# [OBJECTIVE]
Arrange the lines of the items below as a numbered list, from the line with "black combat boot?" up to and including the line with "160,186 -> 192,240". Skip blank lines and leave the pictures out.

---------- LISTED ENTRIES

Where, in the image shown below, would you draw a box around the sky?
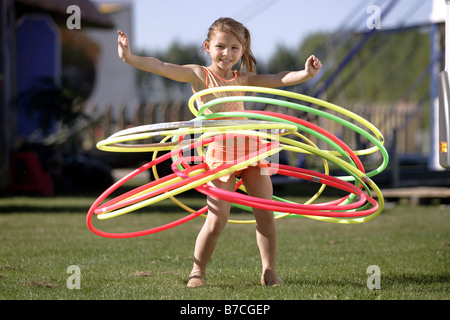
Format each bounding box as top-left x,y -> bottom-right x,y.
94,0 -> 436,61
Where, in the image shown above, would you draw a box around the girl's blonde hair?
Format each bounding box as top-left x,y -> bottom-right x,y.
204,18 -> 257,72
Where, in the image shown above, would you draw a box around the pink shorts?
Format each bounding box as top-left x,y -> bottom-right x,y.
205,137 -> 270,182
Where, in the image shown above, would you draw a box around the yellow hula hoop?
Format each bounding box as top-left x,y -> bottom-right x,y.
162,131 -> 384,224
188,86 -> 384,155
97,136 -> 282,220
97,121 -> 297,152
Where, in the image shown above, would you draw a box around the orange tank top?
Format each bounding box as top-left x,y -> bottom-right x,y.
193,67 -> 247,114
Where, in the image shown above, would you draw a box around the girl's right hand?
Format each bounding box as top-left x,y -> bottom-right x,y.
117,30 -> 131,61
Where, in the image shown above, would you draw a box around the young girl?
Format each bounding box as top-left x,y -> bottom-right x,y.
118,18 -> 322,287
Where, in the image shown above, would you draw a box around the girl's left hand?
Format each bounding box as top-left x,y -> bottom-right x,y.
305,55 -> 322,77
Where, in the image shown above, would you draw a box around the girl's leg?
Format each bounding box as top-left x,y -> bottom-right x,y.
188,174 -> 236,287
242,167 -> 283,285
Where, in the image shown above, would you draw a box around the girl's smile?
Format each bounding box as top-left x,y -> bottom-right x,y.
205,32 -> 244,78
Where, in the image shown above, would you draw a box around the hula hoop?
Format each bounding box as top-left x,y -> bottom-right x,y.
86,135 -> 281,238
86,86 -> 388,238
97,120 -> 296,152
189,94 -> 389,179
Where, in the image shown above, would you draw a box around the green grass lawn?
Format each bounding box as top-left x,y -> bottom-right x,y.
0,197 -> 450,300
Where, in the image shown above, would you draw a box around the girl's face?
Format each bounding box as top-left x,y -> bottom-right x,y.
205,32 -> 244,70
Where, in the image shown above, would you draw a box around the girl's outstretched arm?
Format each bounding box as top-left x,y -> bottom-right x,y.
248,55 -> 322,88
117,30 -> 203,84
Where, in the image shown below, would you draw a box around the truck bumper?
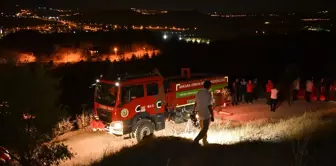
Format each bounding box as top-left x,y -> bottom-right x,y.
91,120 -> 124,135
105,121 -> 124,136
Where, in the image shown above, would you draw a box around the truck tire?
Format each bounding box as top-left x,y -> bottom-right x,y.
133,119 -> 154,142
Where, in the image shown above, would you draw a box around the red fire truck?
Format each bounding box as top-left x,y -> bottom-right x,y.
91,68 -> 228,141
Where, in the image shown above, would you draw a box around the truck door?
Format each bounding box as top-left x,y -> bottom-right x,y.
121,84 -> 147,119
145,81 -> 165,115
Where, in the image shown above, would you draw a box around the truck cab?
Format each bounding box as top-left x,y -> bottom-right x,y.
92,74 -> 165,140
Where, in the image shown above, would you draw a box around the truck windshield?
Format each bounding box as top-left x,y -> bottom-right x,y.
95,82 -> 118,106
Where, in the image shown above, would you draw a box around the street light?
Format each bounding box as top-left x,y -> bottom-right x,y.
113,47 -> 118,55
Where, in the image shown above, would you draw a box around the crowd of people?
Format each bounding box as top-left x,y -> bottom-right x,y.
193,78 -> 336,145
230,77 -> 336,112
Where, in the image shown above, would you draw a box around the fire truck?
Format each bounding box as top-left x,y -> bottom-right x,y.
91,68 -> 228,141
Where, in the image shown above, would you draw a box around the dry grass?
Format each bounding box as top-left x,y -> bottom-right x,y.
90,110 -> 336,166
53,112 -> 92,137
174,113 -> 331,144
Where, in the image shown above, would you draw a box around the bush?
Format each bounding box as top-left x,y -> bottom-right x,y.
53,117 -> 74,137
0,64 -> 72,166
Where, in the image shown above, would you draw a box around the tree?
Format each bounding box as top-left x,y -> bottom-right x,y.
0,64 -> 72,166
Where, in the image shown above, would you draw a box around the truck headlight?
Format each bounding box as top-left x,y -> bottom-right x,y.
113,122 -> 123,130
111,121 -> 123,130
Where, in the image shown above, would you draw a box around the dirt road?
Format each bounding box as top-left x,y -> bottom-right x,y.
60,100 -> 336,165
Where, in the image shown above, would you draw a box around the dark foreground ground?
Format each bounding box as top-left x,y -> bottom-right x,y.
60,100 -> 336,166
92,112 -> 336,166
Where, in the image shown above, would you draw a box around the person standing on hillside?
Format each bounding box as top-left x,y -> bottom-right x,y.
270,87 -> 279,112
266,80 -> 274,105
246,80 -> 254,104
293,77 -> 301,101
253,78 -> 260,100
193,80 -> 214,145
240,78 -> 247,103
314,78 -> 323,101
305,79 -> 313,103
231,79 -> 240,106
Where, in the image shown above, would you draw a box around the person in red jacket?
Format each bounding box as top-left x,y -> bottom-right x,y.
246,80 -> 254,104
266,80 -> 274,104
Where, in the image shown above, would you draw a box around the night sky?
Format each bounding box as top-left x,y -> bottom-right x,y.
1,0 -> 336,12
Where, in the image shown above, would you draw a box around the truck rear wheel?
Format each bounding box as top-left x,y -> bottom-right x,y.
133,119 -> 154,142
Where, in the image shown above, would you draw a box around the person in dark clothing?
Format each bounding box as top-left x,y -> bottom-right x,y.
292,77 -> 301,101
239,79 -> 248,103
314,78 -> 323,101
270,87 -> 279,112
322,79 -> 331,101
231,79 -> 240,106
253,78 -> 260,100
246,80 -> 254,104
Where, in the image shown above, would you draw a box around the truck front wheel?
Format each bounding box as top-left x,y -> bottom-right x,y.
133,119 -> 154,142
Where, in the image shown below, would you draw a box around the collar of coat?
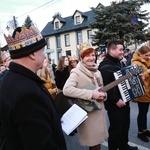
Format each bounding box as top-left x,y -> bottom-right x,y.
9,62 -> 45,84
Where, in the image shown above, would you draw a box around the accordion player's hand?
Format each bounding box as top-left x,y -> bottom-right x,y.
116,99 -> 126,108
92,87 -> 106,101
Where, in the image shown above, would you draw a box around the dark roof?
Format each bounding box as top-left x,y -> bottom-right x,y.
41,10 -> 95,37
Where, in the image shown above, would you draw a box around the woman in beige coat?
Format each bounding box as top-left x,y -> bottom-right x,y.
63,43 -> 108,150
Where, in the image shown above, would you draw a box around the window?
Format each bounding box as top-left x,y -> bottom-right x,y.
46,38 -> 50,49
87,30 -> 92,41
77,31 -> 82,44
76,16 -> 80,24
65,34 -> 70,46
55,21 -> 59,29
56,36 -> 61,48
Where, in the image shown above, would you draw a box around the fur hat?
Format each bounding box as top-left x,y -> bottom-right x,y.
78,42 -> 94,56
1,51 -> 10,62
68,55 -> 78,61
4,26 -> 46,59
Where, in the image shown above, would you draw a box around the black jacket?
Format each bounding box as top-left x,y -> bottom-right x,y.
0,62 -> 66,150
98,53 -> 124,109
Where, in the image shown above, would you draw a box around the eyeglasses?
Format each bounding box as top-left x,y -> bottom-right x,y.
144,54 -> 150,57
71,61 -> 77,64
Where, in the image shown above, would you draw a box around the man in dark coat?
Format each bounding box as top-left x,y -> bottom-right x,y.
99,40 -> 137,150
0,27 -> 67,150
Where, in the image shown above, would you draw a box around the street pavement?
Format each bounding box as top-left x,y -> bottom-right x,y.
64,102 -> 150,150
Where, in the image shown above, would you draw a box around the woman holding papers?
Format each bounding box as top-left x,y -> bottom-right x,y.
63,43 -> 108,150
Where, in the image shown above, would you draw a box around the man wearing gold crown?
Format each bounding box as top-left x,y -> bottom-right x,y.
0,27 -> 66,150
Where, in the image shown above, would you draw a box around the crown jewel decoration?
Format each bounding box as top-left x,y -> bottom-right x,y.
4,26 -> 42,50
78,42 -> 93,55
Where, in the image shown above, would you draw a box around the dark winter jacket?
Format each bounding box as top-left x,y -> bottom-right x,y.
0,62 -> 66,150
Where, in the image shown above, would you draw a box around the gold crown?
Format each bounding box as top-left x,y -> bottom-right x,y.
4,26 -> 42,50
1,51 -> 10,62
78,42 -> 93,55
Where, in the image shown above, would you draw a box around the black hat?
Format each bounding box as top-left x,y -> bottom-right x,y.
4,26 -> 46,59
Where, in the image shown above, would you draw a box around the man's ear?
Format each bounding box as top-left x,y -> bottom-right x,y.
29,53 -> 35,60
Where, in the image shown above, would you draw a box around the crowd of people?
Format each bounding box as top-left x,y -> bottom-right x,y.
0,27 -> 150,150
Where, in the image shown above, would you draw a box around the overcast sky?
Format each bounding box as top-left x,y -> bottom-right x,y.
0,0 -> 149,45
0,0 -> 110,30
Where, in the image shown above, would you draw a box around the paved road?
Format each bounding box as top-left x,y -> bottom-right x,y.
65,102 -> 150,150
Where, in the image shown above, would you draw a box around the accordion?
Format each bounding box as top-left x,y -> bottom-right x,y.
114,65 -> 145,102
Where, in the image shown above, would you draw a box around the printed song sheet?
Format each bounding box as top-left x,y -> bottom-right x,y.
61,104 -> 88,135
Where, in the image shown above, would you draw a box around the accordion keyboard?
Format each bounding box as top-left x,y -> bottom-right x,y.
114,65 -> 145,102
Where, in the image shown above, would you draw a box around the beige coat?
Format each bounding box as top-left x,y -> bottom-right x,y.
63,62 -> 108,146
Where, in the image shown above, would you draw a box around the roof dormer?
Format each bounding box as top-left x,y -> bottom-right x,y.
52,17 -> 66,30
72,10 -> 87,25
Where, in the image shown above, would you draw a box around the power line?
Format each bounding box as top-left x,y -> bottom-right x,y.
0,0 -> 55,24
16,0 -> 55,18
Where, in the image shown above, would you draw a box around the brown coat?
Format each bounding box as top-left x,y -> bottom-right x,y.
131,53 -> 150,103
63,62 -> 108,146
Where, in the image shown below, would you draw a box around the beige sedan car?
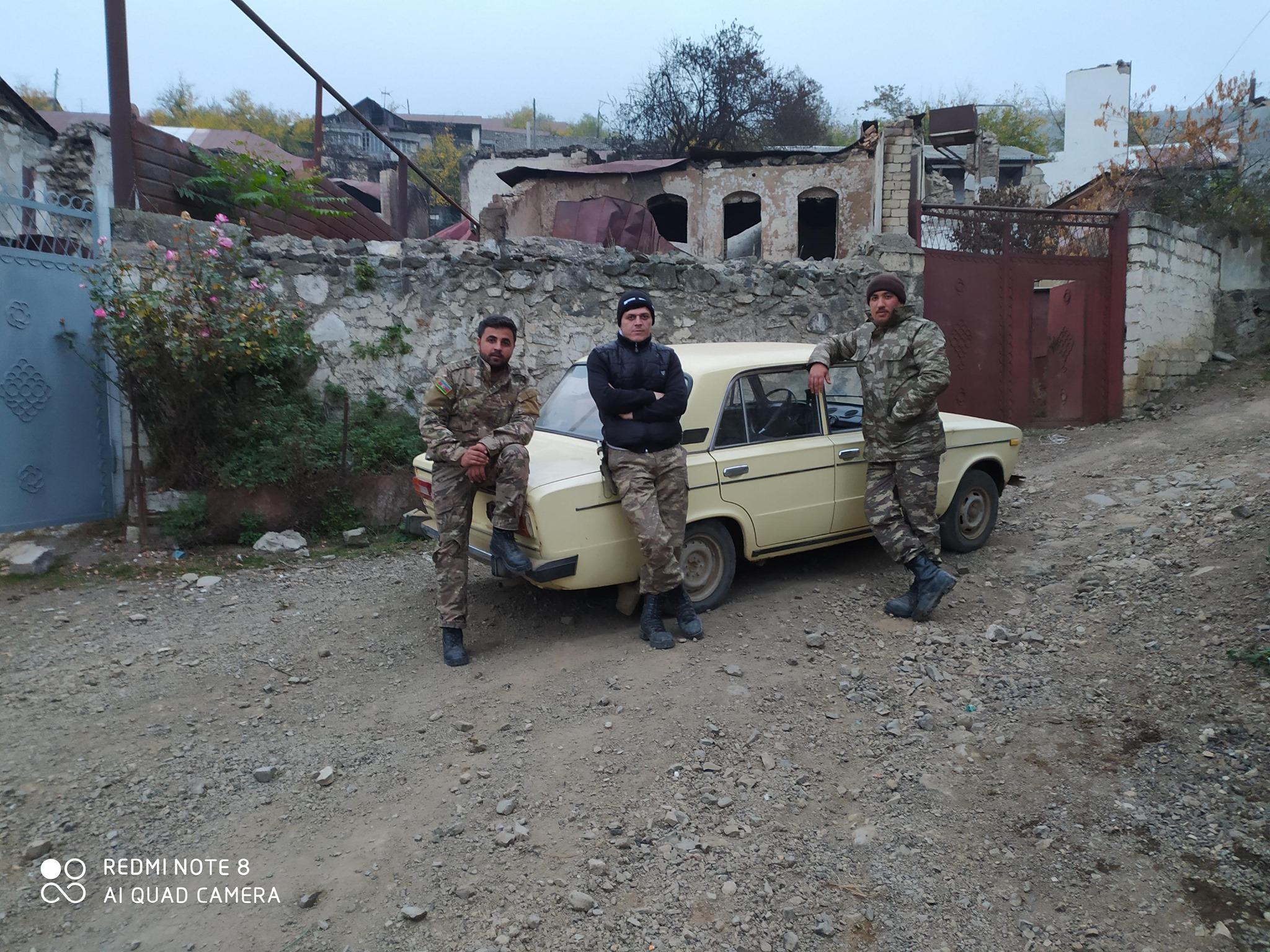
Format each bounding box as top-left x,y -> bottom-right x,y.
405,343 -> 1021,609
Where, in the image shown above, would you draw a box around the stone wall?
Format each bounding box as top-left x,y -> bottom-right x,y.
252,235 -> 923,410
1124,212 -> 1220,413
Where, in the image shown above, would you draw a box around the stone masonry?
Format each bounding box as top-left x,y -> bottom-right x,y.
1124,212 -> 1220,414
249,235 -> 923,410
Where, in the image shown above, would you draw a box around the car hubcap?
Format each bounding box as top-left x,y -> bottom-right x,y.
683,536 -> 722,602
957,488 -> 992,539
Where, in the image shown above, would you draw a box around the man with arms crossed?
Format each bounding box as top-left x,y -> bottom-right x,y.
587,291 -> 704,649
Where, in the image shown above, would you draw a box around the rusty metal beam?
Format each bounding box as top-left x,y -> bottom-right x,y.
314,82 -> 321,171
223,0 -> 480,231
105,0 -> 137,208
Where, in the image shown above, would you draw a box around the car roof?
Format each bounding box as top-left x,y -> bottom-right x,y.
579,340 -> 814,376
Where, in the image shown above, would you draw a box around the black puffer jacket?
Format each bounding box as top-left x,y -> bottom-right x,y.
587,335 -> 688,453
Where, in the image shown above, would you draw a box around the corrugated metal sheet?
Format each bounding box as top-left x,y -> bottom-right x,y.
551,195 -> 676,254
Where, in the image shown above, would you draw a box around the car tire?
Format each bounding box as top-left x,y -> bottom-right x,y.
940,470 -> 1001,552
683,519 -> 737,612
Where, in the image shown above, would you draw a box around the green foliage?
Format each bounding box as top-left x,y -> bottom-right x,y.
159,493 -> 207,546
411,132 -> 473,202
87,216 -> 316,487
349,324 -> 412,361
177,149 -> 352,217
239,513 -> 264,546
1225,645 -> 1270,668
318,487 -> 362,536
217,387 -> 423,488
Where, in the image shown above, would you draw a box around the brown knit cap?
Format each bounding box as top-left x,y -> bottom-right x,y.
865,271 -> 908,303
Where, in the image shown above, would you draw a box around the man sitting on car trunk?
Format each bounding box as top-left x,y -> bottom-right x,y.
419,315 -> 538,668
587,291 -> 704,649
806,274 -> 956,622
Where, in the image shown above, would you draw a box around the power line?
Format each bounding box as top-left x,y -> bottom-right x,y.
1190,7 -> 1270,109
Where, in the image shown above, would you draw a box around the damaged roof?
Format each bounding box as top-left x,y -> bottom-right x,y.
498,159 -> 688,185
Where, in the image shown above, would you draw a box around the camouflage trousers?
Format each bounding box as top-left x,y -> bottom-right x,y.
432,443 -> 530,628
608,447 -> 688,594
865,456 -> 940,565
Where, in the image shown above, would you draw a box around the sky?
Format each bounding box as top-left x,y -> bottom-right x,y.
10,0 -> 1270,120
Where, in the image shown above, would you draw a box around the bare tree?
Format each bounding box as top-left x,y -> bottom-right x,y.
615,20 -> 833,155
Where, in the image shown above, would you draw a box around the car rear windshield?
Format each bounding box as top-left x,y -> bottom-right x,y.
535,363 -> 692,443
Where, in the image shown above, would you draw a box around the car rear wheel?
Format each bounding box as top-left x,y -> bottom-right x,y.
682,519 -> 737,612
940,470 -> 1000,552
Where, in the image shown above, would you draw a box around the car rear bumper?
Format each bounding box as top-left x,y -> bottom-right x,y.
401,509 -> 578,583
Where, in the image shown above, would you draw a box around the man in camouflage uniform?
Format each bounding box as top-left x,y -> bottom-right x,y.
419,315 -> 538,666
808,274 -> 956,620
587,291 -> 705,649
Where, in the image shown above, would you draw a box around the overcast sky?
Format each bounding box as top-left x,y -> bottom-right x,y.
10,0 -> 1270,120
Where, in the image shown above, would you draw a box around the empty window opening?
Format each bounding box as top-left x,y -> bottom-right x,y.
647,194 -> 688,245
797,188 -> 838,258
722,192 -> 763,258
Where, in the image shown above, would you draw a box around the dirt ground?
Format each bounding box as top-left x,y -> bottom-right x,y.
7,368 -> 1270,952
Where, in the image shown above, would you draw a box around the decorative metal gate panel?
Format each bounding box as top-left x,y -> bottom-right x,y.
913,205 -> 1128,426
0,188 -> 114,531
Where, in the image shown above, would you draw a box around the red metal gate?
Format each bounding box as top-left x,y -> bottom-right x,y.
912,205 -> 1128,426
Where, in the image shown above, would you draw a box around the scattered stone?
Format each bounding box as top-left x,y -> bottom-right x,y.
0,542 -> 55,575
344,526 -> 371,549
494,797 -> 517,816
252,529 -> 309,553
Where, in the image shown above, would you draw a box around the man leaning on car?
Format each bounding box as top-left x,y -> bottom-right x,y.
587,291 -> 704,649
419,315 -> 538,668
808,274 -> 956,620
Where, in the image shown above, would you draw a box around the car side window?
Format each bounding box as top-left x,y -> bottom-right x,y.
824,364 -> 865,433
715,368 -> 823,447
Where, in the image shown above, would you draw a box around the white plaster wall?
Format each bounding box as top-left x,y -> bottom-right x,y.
1124,212 -> 1220,412
1046,63 -> 1130,198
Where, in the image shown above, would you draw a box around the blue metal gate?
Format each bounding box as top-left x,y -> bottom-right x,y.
0,183 -> 114,531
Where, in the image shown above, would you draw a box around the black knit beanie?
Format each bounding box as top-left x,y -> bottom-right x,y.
617,291 -> 657,325
865,271 -> 908,303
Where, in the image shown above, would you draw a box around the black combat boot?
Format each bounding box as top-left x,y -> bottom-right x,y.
662,583 -> 706,638
489,528 -> 533,575
882,573 -> 917,618
908,555 -> 956,622
441,628 -> 469,668
639,593 -> 674,649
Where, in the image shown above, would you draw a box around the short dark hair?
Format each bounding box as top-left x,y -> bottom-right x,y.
476,314 -> 515,340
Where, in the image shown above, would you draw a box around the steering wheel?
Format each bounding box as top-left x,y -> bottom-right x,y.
755,387 -> 797,439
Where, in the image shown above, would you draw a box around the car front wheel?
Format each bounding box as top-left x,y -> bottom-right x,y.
940,470 -> 1000,552
682,519 -> 737,612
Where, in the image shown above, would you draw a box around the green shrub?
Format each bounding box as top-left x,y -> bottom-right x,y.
239,513 -> 264,546
159,493 -> 207,546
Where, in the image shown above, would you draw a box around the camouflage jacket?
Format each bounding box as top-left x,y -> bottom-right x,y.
808,309 -> 949,462
419,354 -> 540,464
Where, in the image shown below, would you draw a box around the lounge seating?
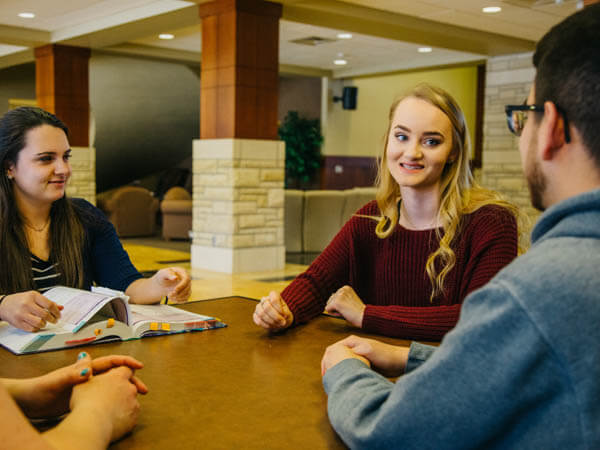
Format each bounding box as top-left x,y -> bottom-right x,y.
97,186 -> 158,237
284,187 -> 376,253
160,186 -> 192,240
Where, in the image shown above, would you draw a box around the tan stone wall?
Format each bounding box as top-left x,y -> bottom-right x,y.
192,139 -> 285,272
479,53 -> 539,229
67,147 -> 96,205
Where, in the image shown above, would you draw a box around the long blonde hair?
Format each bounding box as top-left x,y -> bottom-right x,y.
375,83 -> 523,301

--------------------

# [TASK RESULT]
1. Where, in the image shown above, would you draw a box around the black combat boot?
2. Format each bounding box as top-left x,y -> bottom-right x,y.
3. 662,583 -> 706,638
4. 489,528 -> 533,575
5. 882,573 -> 917,618
6. 908,555 -> 956,622
7. 441,628 -> 469,668
8. 639,593 -> 674,649
9. Where, in the image shown above, would you draw a box around the short dark hair?
10. Format each bounding box as top-left x,y -> bottom-right x,y.
11. 476,314 -> 515,340
12. Where, in the image shown above, would you draw a box around the steering wheel?
13. Format each bounding box as top-left x,y -> bottom-right x,y.
14. 755,387 -> 797,439
15. Where, in the image shown above, would you draw a box around the car front wheel?
16. Format each bounding box as top-left x,y -> bottom-right x,y.
17. 940,470 -> 1000,552
18. 682,519 -> 737,612
19. Where, in the image shown above, would you draw a box around the green shrub?
20. Format each bounding box as top-left x,y -> bottom-right x,y.
21. 239,513 -> 264,546
22. 159,493 -> 207,546
23. Where, in the image shown above, would you draw a box around the camouflage jacket?
24. Format each bounding box as top-left x,y -> bottom-right x,y.
25. 808,309 -> 949,462
26. 419,354 -> 540,464
27. Where, in the image shown below, would you draw a box around the lounge seating?
28. Format each bounding box as top-left x,y -> bottom-right x,y.
29. 97,186 -> 158,237
30. 284,187 -> 376,253
31. 160,186 -> 192,240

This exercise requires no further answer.